**Work request 1**
In the post about Sam's stomach flu, what did the vet recommend feeding Sam once the 24 hours without food were over?
**Work request 2**
Shorten the paragraph of the post about Sam's stomach flu that begins "On Friday after work," keeping its main facts.
**Work request 3**
Write the next part of the post about Sam's stomach flu, picking up after its final sentence.

**Text for analysis**
────
Monday, July 23, 2007
I Don't Do Dog Dying Stories
So, Sam had the stomach flu this past week. I came home from work one day and he had vomited all over his room and had had a little diarrhea. Which was not fun to clean up. So, I cleaned it up and Sam was still bouncing around and looking pretty normal so I thought he was probably OK, but I called the vet anyway. The vet said to withhold food for about 24 hours from the last time that he vomited and to give him rice and either cottage cheese or boiled hamburger (a bland diet) after that. So, that’s what we did. And he didn’t throw up or have any more bouts with diarrhea so we thought he was fine.
On Friday after work I came home and Brian said that Sam had been sick again. Ugh. We were hoping that he was healing, but apparently not. So, that evening we kind of watched him and he was refusing food (which tipped us off since he’s such normally an annoying little beggar). So, after tucking him into bed and hoping he’d be better in the morning, we looked online to see if there was anything else we could do for him.
────
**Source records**

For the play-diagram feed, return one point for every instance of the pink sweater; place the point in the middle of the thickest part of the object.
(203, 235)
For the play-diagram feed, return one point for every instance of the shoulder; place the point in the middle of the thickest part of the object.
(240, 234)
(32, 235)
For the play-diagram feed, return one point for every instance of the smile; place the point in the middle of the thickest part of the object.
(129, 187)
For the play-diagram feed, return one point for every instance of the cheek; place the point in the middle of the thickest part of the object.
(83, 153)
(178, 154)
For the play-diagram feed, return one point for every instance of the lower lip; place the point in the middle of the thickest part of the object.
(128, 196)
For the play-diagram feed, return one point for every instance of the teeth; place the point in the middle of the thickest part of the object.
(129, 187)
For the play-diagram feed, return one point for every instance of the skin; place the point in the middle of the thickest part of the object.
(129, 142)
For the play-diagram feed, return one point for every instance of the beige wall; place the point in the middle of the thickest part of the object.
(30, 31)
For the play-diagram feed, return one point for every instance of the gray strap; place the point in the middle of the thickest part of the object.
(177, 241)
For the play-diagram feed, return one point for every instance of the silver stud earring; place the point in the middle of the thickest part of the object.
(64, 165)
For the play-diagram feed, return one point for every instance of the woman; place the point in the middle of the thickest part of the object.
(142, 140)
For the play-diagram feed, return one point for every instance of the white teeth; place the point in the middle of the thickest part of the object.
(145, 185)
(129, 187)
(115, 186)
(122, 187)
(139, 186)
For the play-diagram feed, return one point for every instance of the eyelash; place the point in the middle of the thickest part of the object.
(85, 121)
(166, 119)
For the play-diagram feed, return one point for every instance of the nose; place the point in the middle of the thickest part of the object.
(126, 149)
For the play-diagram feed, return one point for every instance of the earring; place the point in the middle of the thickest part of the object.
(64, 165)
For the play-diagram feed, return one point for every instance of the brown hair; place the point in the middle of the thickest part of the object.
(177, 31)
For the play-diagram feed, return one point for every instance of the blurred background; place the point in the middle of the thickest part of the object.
────
**Response area 1**
Rice and either cottage cheese or boiled hamburger, as a bland diet.

**Response area 2**
On Friday, Brian reported that Sam had been sick again, so he apparently wasn't healing. That evening Sam refused food, which was a warning sign because he's normally a persistent beggar. After putting him to bed in hopes he'd be better by morning, they looked online for anything else they could do for him.

**Response area 3**
Saturday morning he was not better, so we took him to the vet who had appointments all morning but she kinda glanced at him and said that he still looked pretty good, and if we saw this, this or this to take him to the pet ER, but otherwise she could squeeze us in first thing Monday morning. We were pretty satisfied with that, so we went home.
We were home for a couple of hours when Sam started vomiting blood, which scared the poop (I guess the word “poop” is probably inappropriate in this particular post) out of me because I had read online that bloody vomit or diarrhea were often symptoms of cancer in the stomach.
So, as I’m cleaning it up, I’m sobbing thinking that we were going to go to the ER and not come home with our dog. So, Brian came and cleaned up and told me to get Sam in the car and he’d be out and we’d go to the ER. It was very nice of him.
Off we went to the ER where we sat (just like a human ER) for a long time. Meanwhile, Sam is losing energy by the second and was even having a hard time getting up to walk around. Well, eventually the vet came in and looked at him and they ran some blood-work and she was happy to report that Sam did not have a tumor but that he just had been sick long enough that his intestines were so irritated that they were bleeding. Phew. So, she gave him some fluids and some antibiotics and sent Sam home to rest and get better.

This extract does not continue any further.